(Rows taken from a dataset)
####

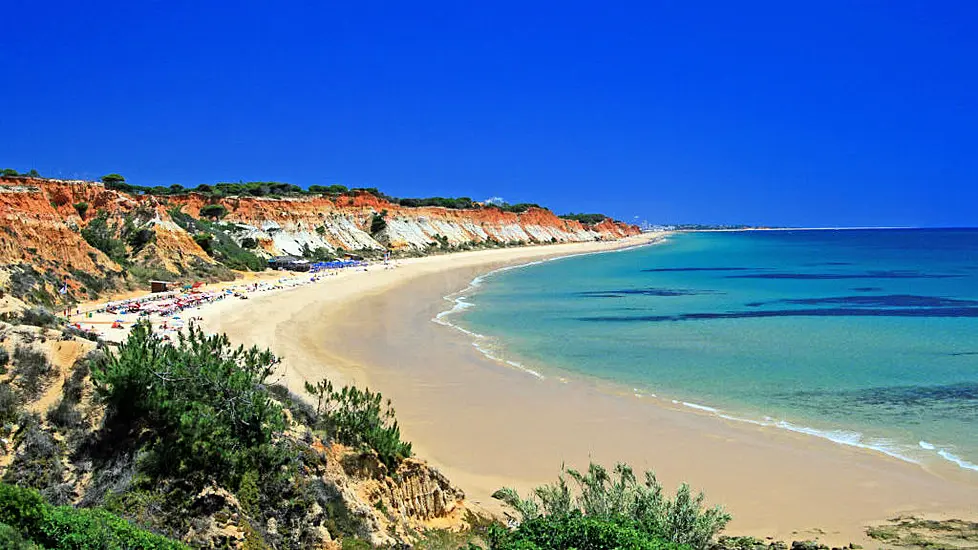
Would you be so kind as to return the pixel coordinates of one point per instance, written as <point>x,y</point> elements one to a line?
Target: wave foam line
<point>517,365</point>
<point>841,437</point>
<point>947,455</point>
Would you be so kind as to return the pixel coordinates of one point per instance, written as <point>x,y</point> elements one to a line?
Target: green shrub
<point>360,418</point>
<point>10,539</point>
<point>578,531</point>
<point>65,527</point>
<point>199,403</point>
<point>619,498</point>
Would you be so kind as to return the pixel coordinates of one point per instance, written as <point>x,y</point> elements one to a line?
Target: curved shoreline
<point>844,437</point>
<point>487,427</point>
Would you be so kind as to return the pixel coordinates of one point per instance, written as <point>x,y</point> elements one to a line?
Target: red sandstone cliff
<point>42,241</point>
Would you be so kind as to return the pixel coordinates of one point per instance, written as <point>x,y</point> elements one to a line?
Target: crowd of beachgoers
<point>170,311</point>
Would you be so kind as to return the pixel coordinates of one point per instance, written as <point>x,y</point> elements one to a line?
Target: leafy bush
<point>12,540</point>
<point>622,500</point>
<point>577,531</point>
<point>199,404</point>
<point>69,528</point>
<point>360,418</point>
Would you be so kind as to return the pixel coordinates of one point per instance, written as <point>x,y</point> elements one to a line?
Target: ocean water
<point>864,337</point>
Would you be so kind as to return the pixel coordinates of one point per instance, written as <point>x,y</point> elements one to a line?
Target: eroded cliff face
<point>43,240</point>
<point>288,225</point>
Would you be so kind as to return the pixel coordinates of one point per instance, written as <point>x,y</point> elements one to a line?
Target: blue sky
<point>787,113</point>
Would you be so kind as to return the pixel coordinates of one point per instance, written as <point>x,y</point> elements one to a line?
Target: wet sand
<point>487,425</point>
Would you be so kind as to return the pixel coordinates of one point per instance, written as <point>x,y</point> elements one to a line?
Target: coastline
<point>487,426</point>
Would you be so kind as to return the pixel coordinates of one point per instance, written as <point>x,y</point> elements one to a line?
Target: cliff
<point>101,240</point>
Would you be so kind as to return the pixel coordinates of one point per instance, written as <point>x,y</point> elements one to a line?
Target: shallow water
<point>865,337</point>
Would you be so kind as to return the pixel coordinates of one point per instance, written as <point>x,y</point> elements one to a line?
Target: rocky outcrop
<point>43,238</point>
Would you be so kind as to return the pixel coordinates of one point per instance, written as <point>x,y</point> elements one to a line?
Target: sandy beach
<point>486,425</point>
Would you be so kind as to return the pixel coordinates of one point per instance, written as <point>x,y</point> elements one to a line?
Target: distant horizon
<point>834,114</point>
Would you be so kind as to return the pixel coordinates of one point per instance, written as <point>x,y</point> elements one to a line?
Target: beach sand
<point>488,425</point>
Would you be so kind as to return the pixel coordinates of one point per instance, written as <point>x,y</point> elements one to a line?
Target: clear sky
<point>791,113</point>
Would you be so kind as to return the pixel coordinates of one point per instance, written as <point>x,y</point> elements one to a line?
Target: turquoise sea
<point>865,337</point>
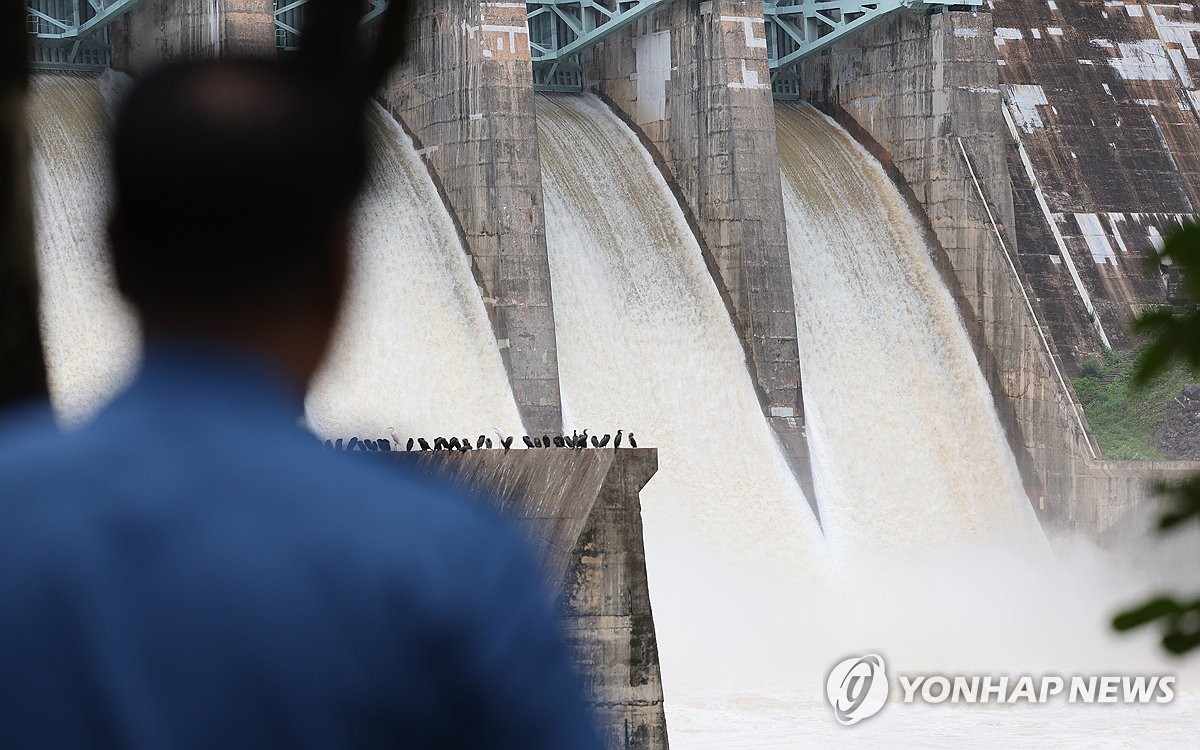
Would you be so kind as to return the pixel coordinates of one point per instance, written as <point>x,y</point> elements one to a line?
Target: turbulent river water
<point>930,553</point>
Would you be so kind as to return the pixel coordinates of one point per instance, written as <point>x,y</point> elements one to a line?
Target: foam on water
<point>90,335</point>
<point>414,352</point>
<point>646,343</point>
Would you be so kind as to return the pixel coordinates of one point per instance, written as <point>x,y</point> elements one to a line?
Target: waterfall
<point>907,451</point>
<point>646,345</point>
<point>414,352</point>
<point>90,335</point>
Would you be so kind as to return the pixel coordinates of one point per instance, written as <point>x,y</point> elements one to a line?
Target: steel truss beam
<point>797,29</point>
<point>72,34</point>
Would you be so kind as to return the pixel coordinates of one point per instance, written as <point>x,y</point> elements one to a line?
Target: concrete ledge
<point>582,510</point>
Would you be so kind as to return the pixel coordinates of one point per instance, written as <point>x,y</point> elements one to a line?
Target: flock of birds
<point>575,441</point>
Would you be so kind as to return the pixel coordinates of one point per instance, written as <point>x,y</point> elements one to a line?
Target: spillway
<point>906,447</point>
<point>646,345</point>
<point>90,335</point>
<point>414,353</point>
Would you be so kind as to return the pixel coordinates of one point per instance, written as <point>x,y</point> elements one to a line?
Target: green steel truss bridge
<point>73,34</point>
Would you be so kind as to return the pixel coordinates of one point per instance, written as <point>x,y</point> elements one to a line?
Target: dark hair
<point>231,178</point>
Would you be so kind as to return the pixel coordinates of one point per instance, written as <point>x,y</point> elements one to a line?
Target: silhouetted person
<point>192,570</point>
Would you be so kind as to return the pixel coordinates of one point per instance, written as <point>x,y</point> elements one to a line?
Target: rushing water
<point>415,353</point>
<point>931,555</point>
<point>90,335</point>
<point>646,343</point>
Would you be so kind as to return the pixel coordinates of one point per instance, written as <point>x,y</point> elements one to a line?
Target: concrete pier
<point>582,511</point>
<point>693,79</point>
<point>161,30</point>
<point>466,96</point>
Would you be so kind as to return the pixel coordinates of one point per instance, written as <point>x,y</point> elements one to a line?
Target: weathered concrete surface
<point>161,30</point>
<point>23,373</point>
<point>911,89</point>
<point>693,79</point>
<point>1104,100</point>
<point>466,96</point>
<point>582,510</point>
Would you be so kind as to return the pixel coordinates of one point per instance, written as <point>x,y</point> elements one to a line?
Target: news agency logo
<point>857,688</point>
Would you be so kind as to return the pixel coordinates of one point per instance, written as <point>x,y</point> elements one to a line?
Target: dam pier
<point>835,263</point>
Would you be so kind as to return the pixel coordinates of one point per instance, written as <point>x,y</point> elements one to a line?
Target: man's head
<point>235,181</point>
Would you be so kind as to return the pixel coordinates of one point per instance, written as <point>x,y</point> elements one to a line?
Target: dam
<point>837,269</point>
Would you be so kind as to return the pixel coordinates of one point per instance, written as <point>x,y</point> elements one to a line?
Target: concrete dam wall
<point>667,251</point>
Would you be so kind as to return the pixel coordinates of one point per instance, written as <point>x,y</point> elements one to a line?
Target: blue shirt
<point>193,570</point>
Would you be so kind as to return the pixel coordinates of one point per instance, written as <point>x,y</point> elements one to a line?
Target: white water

####

Please rewrite the whole listing above as a numbered list, with blank lines and pictures left out.

**Result of this exercise**
1. Would you be so kind as to return the pixel coordinates of one point per instance, written as <point>x,y</point> elements one to a line?
2. Target: wave foam line
3. <point>517,365</point>
4. <point>841,437</point>
5. <point>947,455</point>
6. Would you be so kind as to return the pixel coordinates of one point per instance, written as <point>x,y</point> elements one to a line?
7. Target: green shrub
8. <point>360,418</point>
9. <point>10,539</point>
10. <point>578,531</point>
11. <point>65,527</point>
12. <point>199,403</point>
13. <point>619,498</point>
14. Would you be so kind as to return the pixel coordinates of one point per instance, written as <point>x,y</point> elements one to a line?
15. Target: curved shoreline
16. <point>844,437</point>
17. <point>487,427</point>
18. Would you be so kind as to return the pixel coordinates of one point per instance, written as <point>x,y</point> elements one to a line?
19. Target: red sandstone cliff
20. <point>42,241</point>
21. Would you be so kind as to return the pixel coordinates of one point per instance, written as <point>x,y</point> elements one to a line?
22. Target: crowd of beachgoers
23. <point>170,311</point>
24. Would you be so kind as to return the pixel coordinates of one point per instance, written as <point>x,y</point> elements one to a line?
25. Target: leafy bush
26. <point>12,540</point>
27. <point>622,500</point>
28. <point>577,531</point>
29. <point>199,404</point>
30. <point>69,528</point>
31. <point>360,418</point>
32. Would you be so kind as to return the pixel coordinates of one point per instance, written as <point>x,y</point> elements one to a line?
33. Target: ocean water
34. <point>864,337</point>
35. Would you be so kind as to return the pixel coordinates of one point per instance, written as <point>x,y</point> elements one to a line?
36. Target: eroded cliff face
37. <point>43,240</point>
38. <point>288,225</point>
39. Would you be so kind as to return the pixel coordinates of one point per instance, written as <point>x,y</point> elements one to a line?
40. Target: blue sky
41. <point>787,113</point>
42. Would you be so kind as to return the pixel coordinates of one point per instance, written as <point>x,y</point> elements one to a line?
43. Target: wet sand
44. <point>487,425</point>
45. Would you be so kind as to return the pixel coordinates of one point per instance, written as <point>x,y</point> elements one to a line?
46. Target: coastline
47. <point>487,426</point>
48. Would you be so kind as to return the pixel coordinates of one point per instance, written as <point>x,y</point> elements one to a line?
49. Target: cliff
50. <point>101,240</point>
51. Would you be so kind as to return the pixel coordinates of one point per instance, written as <point>x,y</point> elements one to a line?
52. Target: shallow water
53. <point>865,337</point>
54. Would you be so kind as to return the pixel coordinates of one point per instance, written as <point>x,y</point> elements one to a line?
55. Target: rocky outcrop
56. <point>43,238</point>
57. Would you be so kind as to return the pixel coordinates of one point per instance, written as <point>x,y</point> elements one to a line?
58. Target: sandy beach
59. <point>486,425</point>
60. Would you be so kind as to return the pixel coordinates of one point per instance, written as <point>x,y</point> elements one to a line?
61. Target: distant horizon
62. <point>834,114</point>
63. Would you be so kind as to return the pixel coordinates of one point per instance, written as <point>x,y</point> elements one to a line?
64. Target: beach sand
65. <point>488,425</point>
66. Would you be so kind as to return the pixel coordinates of one point per instance, written as <point>x,y</point> elements one to a line?
67. Target: clear sky
68. <point>791,113</point>
69. Would you be so kind as to return the pixel coordinates of one point per instance, written as <point>x,y</point> elements one to a line?
70. Target: turquoise sea
71. <point>865,337</point>
72. Would you be so kind as to return the pixel coordinates of one point per instance, written as <point>x,y</point> elements one to a line?
73. Target: turbulent river water
74. <point>930,553</point>
75. Would you be so kind as to return the pixel coordinates of one point per instance, written as <point>x,y</point> elements one to a line?
76. Target: foam on water
77. <point>90,335</point>
78. <point>414,352</point>
79. <point>646,343</point>
80. Would you be so kind as to return the pixel coordinates of one point per instance, written as <point>x,y</point> elements one to a line?
81. Target: waterfall
82. <point>907,451</point>
83. <point>646,345</point>
84. <point>414,352</point>
85. <point>90,335</point>
86. Would you be so kind as to return the pixel coordinates of one point per instance, written as <point>x,y</point> elements one to a line?
87. Target: steel truss beam
88. <point>797,29</point>
89. <point>72,34</point>
90. Would you be so kind as to return the pixel coordinates of one point per instance, written as <point>x,y</point> elements one to a line?
91. Target: concrete ledge
92. <point>582,510</point>
93. Would you be so kind as to return the pixel coordinates of one point per instance, written as <point>x,y</point> elements one to a line?
94. Target: flock of birds
95. <point>575,441</point>
96. Would you be so kind as to return the pixel coordinates of one point per instance, written as <point>x,y</point> elements one to a line?
97. Target: spillway
98. <point>906,447</point>
99. <point>646,345</point>
100. <point>90,335</point>
101. <point>414,353</point>
102. Would you be so kind as to return the pixel coordinates of one point per instance, written as <point>x,y</point> elements one to a line?
103. Target: green steel truss bridge
104. <point>73,34</point>
105. Would you be so kind as to return the pixel coordinates of one point per instance, written as <point>x,y</point> elements one to a line?
106. Target: dark hair
107. <point>231,178</point>
108. Would you be so kind as to return the pixel coordinates of one point per instance, written as <point>x,y</point> elements one to a line?
109. Target: silhouetted person
110. <point>192,570</point>
111. Would you be so kind as to return the pixel coordinates of one point per instance, written as <point>x,y</point> elements one to a line?
112. Target: rushing water
113. <point>415,353</point>
114. <point>931,555</point>
115. <point>90,335</point>
116. <point>646,343</point>
117. Would you be so kind as to return the pixel coordinates of one point per instance, written as <point>x,y</point> elements one to a line?
118. Target: concrete pier
119. <point>582,511</point>
120. <point>693,79</point>
121. <point>161,30</point>
122. <point>466,96</point>
123. Would you be so kind as to return the pixel coordinates of one point per instance, written as <point>x,y</point> elements one to a line?
124. Target: weathered concrete surface
125. <point>161,30</point>
126. <point>23,373</point>
127. <point>911,89</point>
128. <point>693,79</point>
129. <point>1104,100</point>
130. <point>466,96</point>
131. <point>582,510</point>
132. Would you be so kind as to return the pixel coordinates of one point per instance, written as <point>x,y</point> elements one to a line?
133. Target: news agency logo
134. <point>857,688</point>
135. Would you be so kind as to return the pixel coordinates of one point per instance, written as <point>x,y</point> elements one to a line?
136. Target: dam pier
137. <point>835,263</point>
138. Would you be so kind as to return the pixel coordinates of one point per instance, written as <point>x,y</point> elements one to a line?
139. Target: man's head
140. <point>235,181</point>
141. Would you be so kind as to return the pixel coordinates of one point per instance, written as <point>x,y</point> elements one to a line?
142. Target: dam
143. <point>837,269</point>
144. Would you be so kind as to return the pixel coordinates of one point per instance, written as <point>x,y</point> elements one to a line?
145. Target: concrete dam wall
146. <point>667,251</point>
147. Would you be so kind as to return the pixel coordinates of one point per instance, written as <point>x,y</point> elements one to a line?
148. Target: blue shirt
149. <point>193,570</point>
150. Would you be so kind as to return the pixel coordinates of one point per instance, written as <point>x,y</point> elements one to a line?
151. Target: white water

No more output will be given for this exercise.